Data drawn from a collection

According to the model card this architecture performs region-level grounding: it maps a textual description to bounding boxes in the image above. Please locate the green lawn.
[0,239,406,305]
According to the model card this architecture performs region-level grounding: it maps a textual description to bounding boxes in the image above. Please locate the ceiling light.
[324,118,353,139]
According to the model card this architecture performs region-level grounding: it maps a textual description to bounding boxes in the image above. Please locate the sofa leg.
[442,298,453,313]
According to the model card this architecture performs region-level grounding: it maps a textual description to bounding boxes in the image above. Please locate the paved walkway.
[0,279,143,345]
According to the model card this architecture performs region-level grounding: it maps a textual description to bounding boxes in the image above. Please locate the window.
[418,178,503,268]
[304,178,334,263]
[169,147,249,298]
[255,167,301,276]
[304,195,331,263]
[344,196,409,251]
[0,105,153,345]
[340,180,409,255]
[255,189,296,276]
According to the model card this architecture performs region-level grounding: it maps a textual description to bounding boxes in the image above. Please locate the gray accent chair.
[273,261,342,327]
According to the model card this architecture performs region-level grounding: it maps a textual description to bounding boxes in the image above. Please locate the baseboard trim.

■ Directive
Which lines of the listing above contain the word "description"? Copy each one in full.

■ Full solution
According to the model card this architecture performs region-level grounding: it maps a textual description to bounding boxes in the image above. Please locate the green lawn.
According to the model card this architecture performs region-level grounding: it maps a textual description to bounding boxes in the image above. Please locate the ceiling light.
According to the model card this architecture performs region-level grounding: it maps a textual description to bounding boxes in the image above. Please locate the sofa leg.
According to the model card this architecture performs region-level grounding: it maps a textual description to bounding boxes in the image above. Please locate the paved walkway.
According to the model card this architecture performs region-level grounding: it maps a textual description to bounding boxes in the image above. Please locate the window.
According to the model card this architecture performs region-level grounding: it maps a textual description to bounding boxes in the image above. Please locate the gray accent chair.
According to the model card this architecture performs region-level grounding: it maps a textual description to bounding boxes in the image above. Please locate the baseboard trim.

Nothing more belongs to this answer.